Natural language region descriptions

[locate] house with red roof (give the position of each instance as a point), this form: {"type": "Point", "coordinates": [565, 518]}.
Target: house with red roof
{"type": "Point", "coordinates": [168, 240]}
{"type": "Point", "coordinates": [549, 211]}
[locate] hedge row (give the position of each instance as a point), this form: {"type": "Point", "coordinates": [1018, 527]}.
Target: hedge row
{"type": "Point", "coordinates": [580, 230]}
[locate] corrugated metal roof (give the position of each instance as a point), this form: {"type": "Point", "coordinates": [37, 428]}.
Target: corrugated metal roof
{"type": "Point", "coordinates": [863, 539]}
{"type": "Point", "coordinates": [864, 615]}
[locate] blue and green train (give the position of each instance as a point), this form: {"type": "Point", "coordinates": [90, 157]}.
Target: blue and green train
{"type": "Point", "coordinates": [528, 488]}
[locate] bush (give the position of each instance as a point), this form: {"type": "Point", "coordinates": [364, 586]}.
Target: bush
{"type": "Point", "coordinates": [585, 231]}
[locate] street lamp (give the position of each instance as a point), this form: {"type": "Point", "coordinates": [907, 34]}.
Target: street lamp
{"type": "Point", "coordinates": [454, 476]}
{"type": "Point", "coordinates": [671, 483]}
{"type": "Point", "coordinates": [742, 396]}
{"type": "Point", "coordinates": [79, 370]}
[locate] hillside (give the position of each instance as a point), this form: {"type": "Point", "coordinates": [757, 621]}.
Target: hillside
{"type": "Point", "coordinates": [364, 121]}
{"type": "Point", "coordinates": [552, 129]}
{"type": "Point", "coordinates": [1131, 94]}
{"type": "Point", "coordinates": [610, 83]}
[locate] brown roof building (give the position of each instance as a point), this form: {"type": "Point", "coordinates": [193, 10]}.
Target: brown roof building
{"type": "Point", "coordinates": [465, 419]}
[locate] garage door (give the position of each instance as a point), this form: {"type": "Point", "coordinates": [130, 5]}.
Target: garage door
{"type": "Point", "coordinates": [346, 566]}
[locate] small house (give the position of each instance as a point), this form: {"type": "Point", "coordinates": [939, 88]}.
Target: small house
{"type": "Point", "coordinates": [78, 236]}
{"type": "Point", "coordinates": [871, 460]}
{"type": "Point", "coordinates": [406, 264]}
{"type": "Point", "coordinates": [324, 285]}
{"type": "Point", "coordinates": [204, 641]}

## Directions for this task
Look through the entries above and copy each line that has "give" in it.

## Finished exercise
[locate] house with red roof (give the position of each instance as a point), this form: {"type": "Point", "coordinates": [565, 518]}.
[locate] hedge row (give the position of each instance as a point), this form: {"type": "Point", "coordinates": [1018, 527]}.
[locate] corrugated metal roof (give the position of each instance as a point), this form: {"type": "Point", "coordinates": [37, 428]}.
[locate] blue and green train (give the position of each instance as a point), this form: {"type": "Point", "coordinates": [90, 157]}.
[locate] bush (give the position of each instance as a point), this form: {"type": "Point", "coordinates": [364, 586]}.
[locate] street lamp (give the position of each instance as a point), this form: {"type": "Point", "coordinates": [907, 34]}.
[locate] hillside (give the position of each instance as a point), this form: {"type": "Point", "coordinates": [757, 621]}.
[locate] brown roof building (give the position of each instance as a point), this form: {"type": "Point", "coordinates": [193, 10]}.
[locate] garage door (give the position of each instance as a point), this form: {"type": "Point", "coordinates": [130, 5]}.
[locate] small house (give the position of each instance as a point), this form: {"type": "Point", "coordinates": [939, 88]}.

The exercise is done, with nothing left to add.